(Extracted entries)
--
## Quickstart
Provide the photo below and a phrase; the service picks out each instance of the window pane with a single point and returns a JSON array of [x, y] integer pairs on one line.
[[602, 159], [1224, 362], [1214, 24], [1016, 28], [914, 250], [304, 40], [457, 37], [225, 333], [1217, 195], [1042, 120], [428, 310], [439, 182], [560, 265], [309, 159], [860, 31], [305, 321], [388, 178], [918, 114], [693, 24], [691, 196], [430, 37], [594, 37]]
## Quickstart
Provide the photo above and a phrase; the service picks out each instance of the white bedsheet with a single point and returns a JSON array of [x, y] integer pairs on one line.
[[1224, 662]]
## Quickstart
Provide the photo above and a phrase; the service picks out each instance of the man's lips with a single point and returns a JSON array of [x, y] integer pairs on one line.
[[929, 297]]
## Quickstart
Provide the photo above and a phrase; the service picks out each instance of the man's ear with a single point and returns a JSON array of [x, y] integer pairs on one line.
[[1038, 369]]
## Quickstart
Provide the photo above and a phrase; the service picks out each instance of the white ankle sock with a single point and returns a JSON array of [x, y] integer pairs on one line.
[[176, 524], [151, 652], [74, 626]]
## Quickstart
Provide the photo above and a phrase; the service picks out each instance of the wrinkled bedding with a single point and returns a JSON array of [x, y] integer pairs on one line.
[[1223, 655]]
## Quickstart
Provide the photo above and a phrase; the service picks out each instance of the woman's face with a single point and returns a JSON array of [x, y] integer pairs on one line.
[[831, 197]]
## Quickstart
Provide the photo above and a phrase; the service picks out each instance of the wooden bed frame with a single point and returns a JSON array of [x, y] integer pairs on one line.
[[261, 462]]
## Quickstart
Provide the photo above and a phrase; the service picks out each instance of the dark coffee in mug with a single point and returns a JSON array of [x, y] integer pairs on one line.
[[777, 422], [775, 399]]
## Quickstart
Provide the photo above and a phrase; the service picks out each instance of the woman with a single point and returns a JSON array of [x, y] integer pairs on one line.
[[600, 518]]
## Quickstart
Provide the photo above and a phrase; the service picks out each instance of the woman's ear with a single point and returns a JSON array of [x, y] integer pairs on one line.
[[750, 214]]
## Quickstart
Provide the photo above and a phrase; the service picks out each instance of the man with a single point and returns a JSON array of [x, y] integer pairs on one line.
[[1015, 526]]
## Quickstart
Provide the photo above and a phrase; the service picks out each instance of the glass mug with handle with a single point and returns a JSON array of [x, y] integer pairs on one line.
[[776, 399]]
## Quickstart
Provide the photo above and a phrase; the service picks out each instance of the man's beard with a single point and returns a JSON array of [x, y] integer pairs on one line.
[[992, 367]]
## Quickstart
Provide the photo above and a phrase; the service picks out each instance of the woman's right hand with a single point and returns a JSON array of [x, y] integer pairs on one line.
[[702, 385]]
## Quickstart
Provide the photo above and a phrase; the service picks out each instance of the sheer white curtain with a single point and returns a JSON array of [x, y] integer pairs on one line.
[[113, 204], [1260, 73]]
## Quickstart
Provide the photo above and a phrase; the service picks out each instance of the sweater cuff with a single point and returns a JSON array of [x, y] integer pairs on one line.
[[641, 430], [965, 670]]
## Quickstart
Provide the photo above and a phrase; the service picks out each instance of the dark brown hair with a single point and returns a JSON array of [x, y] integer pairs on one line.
--
### Your goal
Reproduce every entry above word for word, line by line, with nothing changed.

### Written reply
## Quickstart
Provide the photo below and a phrase; the service picks out each instance of the window pane with a single point and returns a JSON array of [x, y] integer pairs on one line.
[[602, 159], [1224, 362], [1214, 24], [1016, 28], [914, 250], [304, 40], [457, 37], [225, 333], [1217, 195], [1042, 120], [428, 310], [439, 182], [560, 265], [309, 159], [860, 31], [305, 321], [388, 178], [918, 114], [693, 24], [691, 196], [430, 37], [594, 37]]
## Quickstart
Provide the photo above and a phrase; the service picks out each instance of the white bedsheet with a single point and returns a JSON array of [x, y] integer pairs on one line.
[[1224, 662]]
## Quickstart
Provide the photo above and a phrase; the service picks out each instance of the man's lips with a single point and returns a JSON array of [x, y] integer pairs on one line.
[[929, 297]]
## Quickstart
Provide the photo above and a phrase; the service picks out each instance of the man's ear with a single point and returns a JSON array of [x, y] integer pairs on one line.
[[1038, 369]]
## Quickstart
Provide the photo above and a phrase; the service picks out each instance of the white ankle sock with a single point and returns a JSON array of [x, y] integer pairs on one line.
[[176, 524], [151, 652], [74, 626]]
## Quickstart
Provide the photo above and a phrase; the service picks out each instance of the wrinkled bedding with a single point and returns a JSON array of [x, y] integer pairs on one line.
[[1223, 655]]
## Quickstart
Provide the photo above and a phrase; the service picks out each instance of the woman's face with a single point and returns a JSON array of [x, y] integer pairs on one line.
[[831, 197]]
## Quickstart
Provide the photo above and a phrase; the service picks out each instance of the wooden bed frame with a single point and returns a JSON array of [x, y] integer pairs on one line.
[[261, 462]]
## Quickstart
Provide the photo above and a phrase; the service picks out each instance of the dark coffee in mug with a single point and returns a JSON array of [x, y] integer pairs on one line.
[[777, 422], [775, 399]]
## Quickstart
Provide the photo above and a phrase; the service picks out each instance of the woman with a single point and returns a JSON array of [x, y] integer pairs on one line.
[[600, 518]]
## Quickstart
Provide the photo above and a phrase; the service picks out each instance of the woman's ear with a single point and returns a JSON array of [x, y] integer pairs on one line.
[[750, 214]]
## Quickstart
Provide the photo above and a phrase; the service picks out each instance of the man with a single point and returns a JSON array of [x, y] integer pairs on one line.
[[1015, 526]]
## Quickstart
Provide the photo above and a phrase; the service picks out each instance of the glass mug with handle with a single point and returns a JSON array of [x, y] integer pairs on one line.
[[776, 399]]
## Quickstart
Provide the photo above and a phrase; the service picks out each instance of the man's beard with a single point and returns a JSON array of [x, y] integer pairs on one line.
[[992, 367]]
## Quickstart
Provide the photo above and a phrase; the service picks out each instance of the woman's right hand with a single point and returns a JSON array of [x, y] integer pairs on one line.
[[702, 385]]
## Quickstart
Provide the photo above and a phrase; the service picks out each instance of the sheer white curtain with a single point and returns a JSON array of [x, y] integer pairs on one line.
[[113, 204], [1260, 73]]
## Quickstart
Provide the photo above and a phrase; the service picks out each instance of the sweater cuff with a single point and returns a JSON array of [x, y] integer pairs on one line.
[[641, 430], [965, 670]]
## Quickstart
Provide the photo above and a phrase; the service picks out each instance of the dark brown hair with a single point and returns a JSON array of [x, y] integer pairs on one line.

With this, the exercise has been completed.